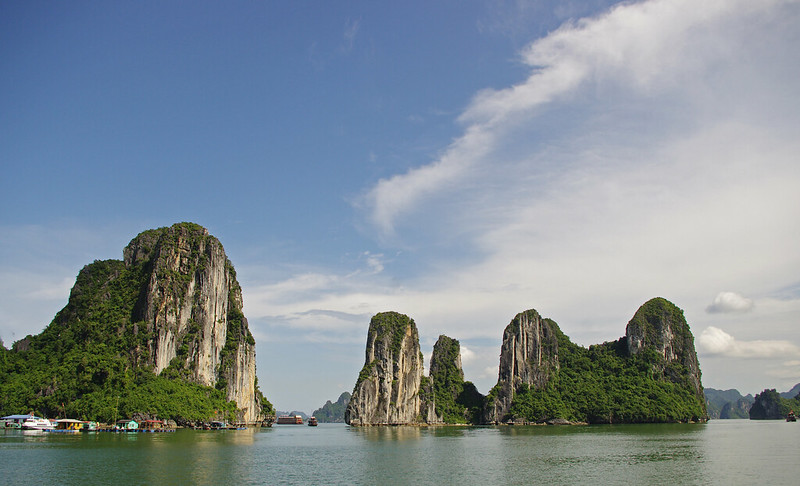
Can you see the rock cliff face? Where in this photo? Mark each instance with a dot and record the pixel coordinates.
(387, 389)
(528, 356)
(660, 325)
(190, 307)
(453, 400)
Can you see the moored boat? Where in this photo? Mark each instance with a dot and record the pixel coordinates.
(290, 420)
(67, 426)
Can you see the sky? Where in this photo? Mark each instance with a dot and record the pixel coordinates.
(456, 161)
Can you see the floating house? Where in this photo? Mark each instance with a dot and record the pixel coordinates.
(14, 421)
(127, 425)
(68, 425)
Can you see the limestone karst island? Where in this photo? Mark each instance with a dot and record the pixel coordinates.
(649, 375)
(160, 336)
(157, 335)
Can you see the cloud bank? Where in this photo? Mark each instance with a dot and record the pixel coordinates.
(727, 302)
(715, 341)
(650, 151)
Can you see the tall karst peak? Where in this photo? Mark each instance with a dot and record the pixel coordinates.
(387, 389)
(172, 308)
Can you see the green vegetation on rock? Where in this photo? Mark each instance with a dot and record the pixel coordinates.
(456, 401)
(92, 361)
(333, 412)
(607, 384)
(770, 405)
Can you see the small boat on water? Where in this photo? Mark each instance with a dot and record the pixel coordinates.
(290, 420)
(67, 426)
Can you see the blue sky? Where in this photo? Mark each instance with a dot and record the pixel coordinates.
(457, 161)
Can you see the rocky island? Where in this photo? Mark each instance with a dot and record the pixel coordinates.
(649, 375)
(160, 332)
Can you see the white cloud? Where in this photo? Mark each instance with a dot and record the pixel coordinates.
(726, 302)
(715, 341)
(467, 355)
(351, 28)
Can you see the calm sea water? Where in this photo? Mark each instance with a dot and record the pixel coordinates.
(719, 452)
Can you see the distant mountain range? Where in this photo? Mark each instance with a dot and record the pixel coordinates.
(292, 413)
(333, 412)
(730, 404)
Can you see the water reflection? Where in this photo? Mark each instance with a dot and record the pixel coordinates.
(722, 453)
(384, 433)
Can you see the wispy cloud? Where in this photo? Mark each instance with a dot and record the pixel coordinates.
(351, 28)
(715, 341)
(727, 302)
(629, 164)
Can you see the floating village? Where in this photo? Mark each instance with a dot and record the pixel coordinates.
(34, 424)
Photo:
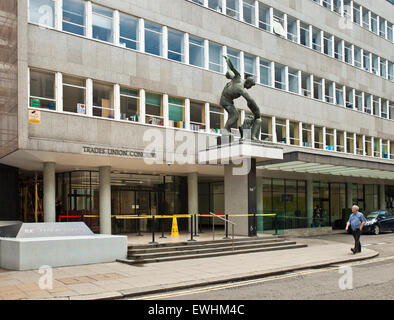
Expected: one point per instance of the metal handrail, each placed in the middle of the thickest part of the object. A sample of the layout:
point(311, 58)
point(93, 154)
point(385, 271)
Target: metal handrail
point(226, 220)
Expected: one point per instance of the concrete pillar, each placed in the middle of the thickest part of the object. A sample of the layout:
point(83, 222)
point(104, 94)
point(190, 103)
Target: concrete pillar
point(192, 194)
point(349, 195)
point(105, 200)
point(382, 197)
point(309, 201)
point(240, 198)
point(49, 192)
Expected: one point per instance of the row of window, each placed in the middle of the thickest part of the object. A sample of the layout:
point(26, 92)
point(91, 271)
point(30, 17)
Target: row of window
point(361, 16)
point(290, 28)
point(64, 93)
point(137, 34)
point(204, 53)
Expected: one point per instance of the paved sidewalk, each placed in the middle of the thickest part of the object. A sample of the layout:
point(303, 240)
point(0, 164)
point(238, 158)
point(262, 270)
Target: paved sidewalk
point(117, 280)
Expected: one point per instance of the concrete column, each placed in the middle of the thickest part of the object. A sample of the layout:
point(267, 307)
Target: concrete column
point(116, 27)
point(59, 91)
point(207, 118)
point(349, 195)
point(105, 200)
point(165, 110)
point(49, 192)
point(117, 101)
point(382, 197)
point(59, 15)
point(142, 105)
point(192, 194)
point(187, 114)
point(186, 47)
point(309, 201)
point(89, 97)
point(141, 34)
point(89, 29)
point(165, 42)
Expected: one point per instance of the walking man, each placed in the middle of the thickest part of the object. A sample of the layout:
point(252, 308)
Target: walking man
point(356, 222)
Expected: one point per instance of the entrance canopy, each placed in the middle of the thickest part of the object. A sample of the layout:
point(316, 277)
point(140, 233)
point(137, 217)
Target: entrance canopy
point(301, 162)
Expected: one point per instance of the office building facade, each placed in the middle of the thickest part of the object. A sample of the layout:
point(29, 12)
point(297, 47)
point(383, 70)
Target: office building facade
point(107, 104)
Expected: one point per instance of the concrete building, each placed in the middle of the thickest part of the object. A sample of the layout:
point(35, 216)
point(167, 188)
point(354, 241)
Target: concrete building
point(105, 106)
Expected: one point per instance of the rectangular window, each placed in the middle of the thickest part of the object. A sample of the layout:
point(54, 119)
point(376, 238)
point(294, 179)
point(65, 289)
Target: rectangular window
···
## Your objective
Render every line of the entries above as a Markdown table with the columns "n" and "Line", one row per line, skipping blank lines. Leave the pictures out of the table.

## Result of the exercise
| n | Line |
|---|---|
| 1 | Can you see the rock cliff face? Where in this photo? Mark each instance with a dot and record the pixel coordinates. |
| 2 | (387, 389) |
| 3 | (528, 356) |
| 4 | (660, 325) |
| 5 | (190, 307) |
| 6 | (453, 400) |
| 7 | Can you see the moored boat? Where in this photo? Mark each instance with a dot and record the pixel coordinates. |
| 8 | (290, 420) |
| 9 | (67, 426) |
| 10 | Can you see the sky? Where in this photo? Mark each instance with a dot and record the pixel coordinates. |
| 11 | (456, 161) |
| 12 | Can you see the floating house? Where in this photo? Mark each instance with a dot and record the pixel coordinates. |
| 13 | (14, 421) |
| 14 | (127, 425) |
| 15 | (68, 425) |
| 16 | Can you see the limestone karst island? Where in this photo? Mark each instance with a dot and record the pixel coordinates. |
| 17 | (649, 375) |
| 18 | (160, 336) |
| 19 | (157, 335) |
| 20 | Can you see the cloud bank? Where in this photo? Mark each instance with a dot and record the pixel coordinates. |
| 21 | (727, 302) |
| 22 | (715, 341) |
| 23 | (650, 151) |
| 24 | Can you see the tall karst peak? Where in this photo? Mark each instance with a dot and record the pixel coordinates. |
| 25 | (387, 389) |
| 26 | (172, 308) |
| 27 | Can you see the green vegetation on rock? Where in this photo? Mark each instance with a dot and record the pixel coordinates. |
| 28 | (456, 401) |
| 29 | (92, 361) |
| 30 | (333, 412) |
| 31 | (607, 384) |
| 32 | (770, 405) |
| 33 | Can you see the small boat on water? Where in this photo? Mark each instance with a dot and record the pixel coordinates. |
| 34 | (290, 420) |
| 35 | (67, 426) |
| 36 | Can you see the blue sky? Where in this photo? Mark each instance with a dot and record the pixel coordinates. |
| 37 | (457, 161) |
| 38 | Can you see the rocky island? Where in this photo? Mark each instance with a dot and record the pixel coordinates. |
| 39 | (649, 375) |
| 40 | (160, 332) |
| 41 | Can you see the white cloud? Where in this photo? Mark each instance with a dot and record the pixel coordinates. |
| 42 | (726, 302) |
| 43 | (715, 341) |
| 44 | (467, 355) |
| 45 | (351, 28) |
| 46 | Can you see the calm sea water? Where in this photo? Mark each instance with a dot and record the pixel coordinates. |
| 47 | (719, 452) |
| 48 | Can you see the distant mountain range? Where in this photo? Mark each instance with a dot and record the pixel coordinates. |
| 49 | (292, 413) |
| 50 | (333, 412) |
| 51 | (730, 404) |
| 52 | Can you see the water reflection? Where in this photo? Mark each instance with a dot and record the pixel coordinates. |
| 53 | (722, 453) |
| 54 | (384, 433) |
| 55 | Can you see the wispy cloud? Where in this photo? Mark each instance with a dot and record the pixel coordinates. |
| 56 | (351, 28) |
| 57 | (715, 341) |
| 58 | (727, 302) |
| 59 | (629, 164) |
| 60 | Can you see the floating village? Where in this photo? Mark each instance with a dot and record the pixel coordinates. |
| 61 | (34, 424) |
| 62 | Photo: |
| 63 | Expected: one point per instance of the metal handrail, each placed in the middle of the thickest part of the object. A sample of the layout: |
| 64 | point(311, 58) |
| 65 | point(93, 154) |
| 66 | point(385, 271) |
| 67 | Target: metal handrail |
| 68 | point(226, 220) |
| 69 | Expected: one point per instance of the concrete pillar, each placed in the middle of the thickest part of the object. A sample of the layout: |
| 70 | point(83, 222) |
| 71 | point(104, 94) |
| 72 | point(190, 103) |
| 73 | Target: concrete pillar |
| 74 | point(192, 194) |
| 75 | point(349, 195) |
| 76 | point(105, 200) |
| 77 | point(382, 197) |
| 78 | point(309, 201) |
| 79 | point(240, 198) |
| 80 | point(49, 192) |
| 81 | Expected: one point per instance of the row of window, each placed in the middle of the thickest part of the object. A sample of the layout: |
| 82 | point(26, 92) |
| 83 | point(91, 271) |
| 84 | point(30, 17) |
| 85 | Target: row of window |
| 86 | point(361, 16) |
| 87 | point(290, 28) |
| 88 | point(64, 93) |
| 89 | point(137, 34) |
| 90 | point(204, 53) |
| 91 | Expected: one point per instance of the paved sidewalk, each placed in the middle of the thickest part of the object. A sample of the layout: |
| 92 | point(303, 240) |
| 93 | point(0, 164) |
| 94 | point(238, 158) |
| 95 | point(262, 270) |
| 96 | Target: paved sidewalk |
| 97 | point(117, 280) |
| 98 | Expected: one point per instance of the concrete column, each placed in the middle of the thickest part of the object. A sample of the layout: |
| 99 | point(267, 307) |
| 100 | Target: concrete column |
| 101 | point(116, 27) |
| 102 | point(59, 91) |
| 103 | point(207, 118) |
| 104 | point(349, 195) |
| 105 | point(105, 200) |
| 106 | point(165, 110) |
| 107 | point(49, 192) |
| 108 | point(117, 101) |
| 109 | point(382, 197) |
| 110 | point(59, 15) |
| 111 | point(142, 105) |
| 112 | point(192, 194) |
| 113 | point(187, 114) |
| 114 | point(186, 47) |
| 115 | point(309, 201) |
| 116 | point(89, 97) |
| 117 | point(141, 34) |
| 118 | point(89, 29) |
| 119 | point(165, 42) |
| 120 | Expected: one point per instance of the walking man, each placed in the middle of the thickest part of the object. A sample of the layout: |
| 121 | point(252, 308) |
| 122 | Target: walking man |
| 123 | point(356, 222) |
| 124 | Expected: one point per instance of the entrance canopy, each placed in the middle of the thickest part of the object. A sample of the layout: |
| 125 | point(316, 277) |
| 126 | point(140, 233) |
| 127 | point(137, 217) |
| 128 | Target: entrance canopy |
| 129 | point(301, 162) |
| 130 | Expected: one point per instance of the office building facade, each placed in the middle of the thickest part of the object. A sample of the layout: |
| 131 | point(29, 12) |
| 132 | point(297, 47) |
| 133 | point(383, 70) |
| 134 | Target: office building facade |
| 135 | point(107, 104) |
| 136 | Expected: one point per instance of the concrete building, each placed in the middle of the thickest part of the object. A sample of the layout: |
| 137 | point(35, 216) |
| 138 | point(167, 188) |
| 139 | point(354, 241) |
| 140 | Target: concrete building |
| 141 | point(105, 106) |
| 142 | Expected: one point per instance of the rectangular window, each placed in the middle of the thickest part of the object. A sample of the layout: |
| 143 | point(54, 119) |
| 144 | point(376, 238) |
| 145 | point(294, 179) |
| 146 | point(65, 289) |
| 147 | Target: rectangular window |